** start DATASET ROWS **

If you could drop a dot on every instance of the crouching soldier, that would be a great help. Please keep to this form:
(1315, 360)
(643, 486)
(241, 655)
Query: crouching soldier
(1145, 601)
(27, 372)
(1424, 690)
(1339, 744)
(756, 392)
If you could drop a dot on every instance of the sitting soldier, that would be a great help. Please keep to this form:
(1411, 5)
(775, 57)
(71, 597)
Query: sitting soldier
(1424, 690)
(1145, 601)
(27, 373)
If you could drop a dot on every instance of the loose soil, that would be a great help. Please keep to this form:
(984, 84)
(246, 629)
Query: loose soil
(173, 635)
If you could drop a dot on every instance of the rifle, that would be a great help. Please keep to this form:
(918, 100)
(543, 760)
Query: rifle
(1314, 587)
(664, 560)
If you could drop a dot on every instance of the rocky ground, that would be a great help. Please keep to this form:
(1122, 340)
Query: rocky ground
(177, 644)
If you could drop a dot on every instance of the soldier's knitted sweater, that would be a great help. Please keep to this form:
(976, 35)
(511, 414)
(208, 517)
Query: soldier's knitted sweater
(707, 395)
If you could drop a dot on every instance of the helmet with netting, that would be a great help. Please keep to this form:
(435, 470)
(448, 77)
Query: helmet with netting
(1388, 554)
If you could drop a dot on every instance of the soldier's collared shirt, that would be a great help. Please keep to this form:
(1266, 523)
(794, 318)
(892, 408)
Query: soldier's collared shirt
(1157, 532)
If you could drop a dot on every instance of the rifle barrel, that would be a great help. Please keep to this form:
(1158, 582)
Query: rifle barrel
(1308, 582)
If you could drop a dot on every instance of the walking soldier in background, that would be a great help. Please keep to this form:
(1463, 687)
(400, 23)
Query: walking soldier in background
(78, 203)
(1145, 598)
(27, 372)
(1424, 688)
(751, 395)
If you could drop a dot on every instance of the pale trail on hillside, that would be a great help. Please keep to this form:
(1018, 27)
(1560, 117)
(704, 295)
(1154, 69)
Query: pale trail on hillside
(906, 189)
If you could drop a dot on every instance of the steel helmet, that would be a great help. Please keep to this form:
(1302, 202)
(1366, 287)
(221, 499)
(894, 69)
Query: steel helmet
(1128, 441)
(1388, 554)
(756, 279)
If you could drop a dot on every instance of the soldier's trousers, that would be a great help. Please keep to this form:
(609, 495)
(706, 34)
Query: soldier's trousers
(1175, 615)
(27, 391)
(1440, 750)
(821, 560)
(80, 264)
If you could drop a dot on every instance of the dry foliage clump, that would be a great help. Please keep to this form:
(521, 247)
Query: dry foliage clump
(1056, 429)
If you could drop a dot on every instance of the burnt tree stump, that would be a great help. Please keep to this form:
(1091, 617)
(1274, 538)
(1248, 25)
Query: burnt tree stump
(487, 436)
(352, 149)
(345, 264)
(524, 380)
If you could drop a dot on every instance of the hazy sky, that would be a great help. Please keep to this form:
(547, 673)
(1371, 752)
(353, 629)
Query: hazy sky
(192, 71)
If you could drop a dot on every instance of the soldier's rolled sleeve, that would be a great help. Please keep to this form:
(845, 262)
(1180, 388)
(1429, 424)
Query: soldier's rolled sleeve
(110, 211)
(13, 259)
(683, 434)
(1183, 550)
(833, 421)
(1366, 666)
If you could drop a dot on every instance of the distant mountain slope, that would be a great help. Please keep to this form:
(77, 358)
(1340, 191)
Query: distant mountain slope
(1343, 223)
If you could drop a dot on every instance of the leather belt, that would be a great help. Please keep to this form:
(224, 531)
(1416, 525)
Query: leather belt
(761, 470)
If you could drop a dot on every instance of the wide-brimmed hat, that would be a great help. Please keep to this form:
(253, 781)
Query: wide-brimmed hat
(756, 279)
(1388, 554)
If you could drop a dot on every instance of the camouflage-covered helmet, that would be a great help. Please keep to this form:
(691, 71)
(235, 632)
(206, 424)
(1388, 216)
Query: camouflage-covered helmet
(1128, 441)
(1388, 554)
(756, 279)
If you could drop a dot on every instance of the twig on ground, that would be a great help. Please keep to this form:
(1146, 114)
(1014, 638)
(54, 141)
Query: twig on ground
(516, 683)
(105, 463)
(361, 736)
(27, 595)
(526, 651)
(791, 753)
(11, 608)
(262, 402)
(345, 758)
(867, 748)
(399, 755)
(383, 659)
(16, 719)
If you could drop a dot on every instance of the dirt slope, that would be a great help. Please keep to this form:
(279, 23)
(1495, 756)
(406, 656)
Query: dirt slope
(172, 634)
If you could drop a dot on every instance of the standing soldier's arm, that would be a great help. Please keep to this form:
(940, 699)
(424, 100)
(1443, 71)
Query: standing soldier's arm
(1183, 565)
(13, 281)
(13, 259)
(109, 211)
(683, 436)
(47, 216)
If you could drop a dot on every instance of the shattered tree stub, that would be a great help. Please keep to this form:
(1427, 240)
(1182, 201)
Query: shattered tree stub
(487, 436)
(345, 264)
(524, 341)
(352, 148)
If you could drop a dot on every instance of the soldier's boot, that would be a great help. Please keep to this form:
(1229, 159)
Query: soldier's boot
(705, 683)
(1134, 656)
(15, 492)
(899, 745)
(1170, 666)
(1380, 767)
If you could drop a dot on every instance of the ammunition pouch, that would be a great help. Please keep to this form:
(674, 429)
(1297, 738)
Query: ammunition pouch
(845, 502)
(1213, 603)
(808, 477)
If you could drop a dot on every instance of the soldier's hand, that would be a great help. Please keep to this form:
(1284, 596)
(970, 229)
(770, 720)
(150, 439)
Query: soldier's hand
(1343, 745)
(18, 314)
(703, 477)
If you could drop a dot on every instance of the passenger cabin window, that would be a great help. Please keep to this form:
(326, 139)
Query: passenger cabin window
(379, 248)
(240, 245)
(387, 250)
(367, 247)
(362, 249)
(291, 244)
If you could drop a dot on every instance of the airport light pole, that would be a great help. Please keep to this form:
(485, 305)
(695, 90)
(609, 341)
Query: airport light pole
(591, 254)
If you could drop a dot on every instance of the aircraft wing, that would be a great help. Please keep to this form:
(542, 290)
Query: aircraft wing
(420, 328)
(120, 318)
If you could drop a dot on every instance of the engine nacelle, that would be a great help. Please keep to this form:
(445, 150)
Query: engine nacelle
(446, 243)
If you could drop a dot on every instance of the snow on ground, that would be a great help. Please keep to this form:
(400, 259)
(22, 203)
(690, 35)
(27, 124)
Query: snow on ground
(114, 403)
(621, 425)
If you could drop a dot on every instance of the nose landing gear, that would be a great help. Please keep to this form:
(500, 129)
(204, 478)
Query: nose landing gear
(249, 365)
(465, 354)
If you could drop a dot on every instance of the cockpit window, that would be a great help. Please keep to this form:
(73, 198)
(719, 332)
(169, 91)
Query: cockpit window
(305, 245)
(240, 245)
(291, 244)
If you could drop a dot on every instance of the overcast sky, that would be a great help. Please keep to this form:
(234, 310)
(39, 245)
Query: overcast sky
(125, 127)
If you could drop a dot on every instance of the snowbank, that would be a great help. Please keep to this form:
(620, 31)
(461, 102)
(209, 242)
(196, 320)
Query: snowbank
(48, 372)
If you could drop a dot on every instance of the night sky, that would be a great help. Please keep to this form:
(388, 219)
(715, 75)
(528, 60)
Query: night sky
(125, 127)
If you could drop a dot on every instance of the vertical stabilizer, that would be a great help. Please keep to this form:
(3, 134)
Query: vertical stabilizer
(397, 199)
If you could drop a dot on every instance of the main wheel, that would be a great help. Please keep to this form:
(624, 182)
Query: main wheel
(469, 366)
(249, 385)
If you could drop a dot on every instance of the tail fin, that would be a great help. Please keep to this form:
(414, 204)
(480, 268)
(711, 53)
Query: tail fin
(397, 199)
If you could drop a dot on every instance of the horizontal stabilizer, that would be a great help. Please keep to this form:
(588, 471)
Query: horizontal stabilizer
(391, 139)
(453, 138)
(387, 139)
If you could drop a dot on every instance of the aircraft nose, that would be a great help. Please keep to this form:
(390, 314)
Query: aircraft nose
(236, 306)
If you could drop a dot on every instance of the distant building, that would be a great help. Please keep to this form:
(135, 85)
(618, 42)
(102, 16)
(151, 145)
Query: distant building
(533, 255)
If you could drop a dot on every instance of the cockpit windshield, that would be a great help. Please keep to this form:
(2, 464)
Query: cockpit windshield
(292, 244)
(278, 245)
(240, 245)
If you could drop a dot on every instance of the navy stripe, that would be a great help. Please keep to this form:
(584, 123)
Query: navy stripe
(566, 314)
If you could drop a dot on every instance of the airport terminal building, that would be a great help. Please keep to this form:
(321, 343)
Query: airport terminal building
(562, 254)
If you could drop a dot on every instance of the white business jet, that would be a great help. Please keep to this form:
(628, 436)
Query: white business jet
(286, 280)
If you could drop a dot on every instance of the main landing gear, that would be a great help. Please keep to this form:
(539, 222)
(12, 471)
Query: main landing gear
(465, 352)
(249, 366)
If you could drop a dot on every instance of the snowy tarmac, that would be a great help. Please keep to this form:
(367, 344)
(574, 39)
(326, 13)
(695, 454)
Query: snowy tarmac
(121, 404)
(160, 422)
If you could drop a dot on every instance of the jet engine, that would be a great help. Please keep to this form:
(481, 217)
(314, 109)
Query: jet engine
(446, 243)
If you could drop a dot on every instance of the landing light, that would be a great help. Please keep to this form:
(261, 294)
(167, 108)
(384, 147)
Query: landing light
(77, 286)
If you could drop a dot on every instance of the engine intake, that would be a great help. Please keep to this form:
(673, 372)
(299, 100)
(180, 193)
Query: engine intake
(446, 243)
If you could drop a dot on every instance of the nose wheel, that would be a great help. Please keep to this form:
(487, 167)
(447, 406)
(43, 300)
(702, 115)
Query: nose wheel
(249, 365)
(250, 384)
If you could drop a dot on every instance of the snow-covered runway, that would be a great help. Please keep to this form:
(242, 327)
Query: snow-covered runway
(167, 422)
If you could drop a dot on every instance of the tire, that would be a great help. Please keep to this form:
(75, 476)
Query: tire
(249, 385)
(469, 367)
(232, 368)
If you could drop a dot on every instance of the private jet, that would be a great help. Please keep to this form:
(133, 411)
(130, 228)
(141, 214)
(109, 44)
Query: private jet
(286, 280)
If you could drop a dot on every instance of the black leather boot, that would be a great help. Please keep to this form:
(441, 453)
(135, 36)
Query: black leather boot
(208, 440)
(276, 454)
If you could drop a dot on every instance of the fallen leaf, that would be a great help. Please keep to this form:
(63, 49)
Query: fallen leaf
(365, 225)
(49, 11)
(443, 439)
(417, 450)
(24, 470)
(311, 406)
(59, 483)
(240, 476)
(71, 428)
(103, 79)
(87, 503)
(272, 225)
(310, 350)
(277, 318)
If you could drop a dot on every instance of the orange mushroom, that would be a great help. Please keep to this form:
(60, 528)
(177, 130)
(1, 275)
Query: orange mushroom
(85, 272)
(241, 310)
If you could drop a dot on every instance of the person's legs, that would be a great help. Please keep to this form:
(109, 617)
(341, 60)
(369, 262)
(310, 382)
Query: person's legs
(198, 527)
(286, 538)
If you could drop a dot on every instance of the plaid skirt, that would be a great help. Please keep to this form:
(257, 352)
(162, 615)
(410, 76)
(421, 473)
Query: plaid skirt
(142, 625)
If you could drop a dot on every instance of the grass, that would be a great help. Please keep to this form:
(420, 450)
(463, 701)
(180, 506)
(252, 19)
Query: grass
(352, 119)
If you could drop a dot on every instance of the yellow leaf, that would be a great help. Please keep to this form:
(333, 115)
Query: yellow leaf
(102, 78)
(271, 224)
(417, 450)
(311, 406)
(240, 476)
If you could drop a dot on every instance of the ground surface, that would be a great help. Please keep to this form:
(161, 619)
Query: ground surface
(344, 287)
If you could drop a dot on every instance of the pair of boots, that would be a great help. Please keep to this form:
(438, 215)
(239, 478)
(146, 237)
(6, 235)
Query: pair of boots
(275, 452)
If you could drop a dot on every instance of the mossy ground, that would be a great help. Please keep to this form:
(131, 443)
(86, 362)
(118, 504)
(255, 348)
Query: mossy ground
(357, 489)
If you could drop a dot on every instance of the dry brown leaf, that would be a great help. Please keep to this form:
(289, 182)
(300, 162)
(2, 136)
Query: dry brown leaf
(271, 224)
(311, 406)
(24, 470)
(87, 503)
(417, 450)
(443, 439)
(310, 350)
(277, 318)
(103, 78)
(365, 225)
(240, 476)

** end DATASET ROWS **

### WHAT TO PRODUCE:
Return every line from the one holding "of the orange" through the end of the data, exactly as it appears, with both ends kept and nothing else.

### COMPLETED TASK:
If you could drop a dot on every instance of the orange mushroom, that would be a great help. Please keep to this form:
(60, 528)
(177, 130)
(1, 275)
Query: orange mushroom
(85, 272)
(241, 310)
If you could drop a dot on every instance of the person's legs, that would be a great help. Please keep to this form:
(109, 617)
(341, 60)
(369, 262)
(310, 382)
Query: person's legs
(198, 527)
(286, 538)
If you could drop a dot on every instance of the plaid skirt, that would be a great help. Please keep to this form:
(257, 352)
(162, 615)
(410, 76)
(421, 473)
Query: plaid skirt
(142, 625)
If you could drop a dot on every instance of the grass, that would be a great help. Please keep to this form:
(420, 450)
(463, 701)
(180, 506)
(252, 19)
Query: grass
(352, 119)
If you could drop a dot on every instance of the yellow leaf, that would be a great help. Please keep to this form:
(333, 115)
Query: yellow leaf
(102, 78)
(271, 224)
(417, 450)
(311, 406)
(240, 476)
If you could drop a dot on every instance of the ground surface, that would be a great help. Please keep to this form:
(161, 619)
Query: ground surface
(344, 287)
If you could drop a dot on every instance of the pair of boots, that would be a great help. Please keep to this form:
(438, 215)
(239, 478)
(146, 237)
(6, 235)
Query: pair of boots
(275, 452)
If you could drop a dot on every instance of the mossy ground, that would be a great help. Please keep to this form:
(131, 443)
(86, 362)
(118, 504)
(255, 348)
Query: mossy ground
(357, 489)
If you could drop a dot on every instance of the dry brown leaf, that would be a great help. Please keep to this form:
(289, 182)
(300, 162)
(2, 136)
Query: dry brown leaf
(271, 224)
(311, 406)
(24, 470)
(87, 503)
(417, 450)
(443, 439)
(310, 350)
(277, 318)
(103, 78)
(365, 225)
(240, 476)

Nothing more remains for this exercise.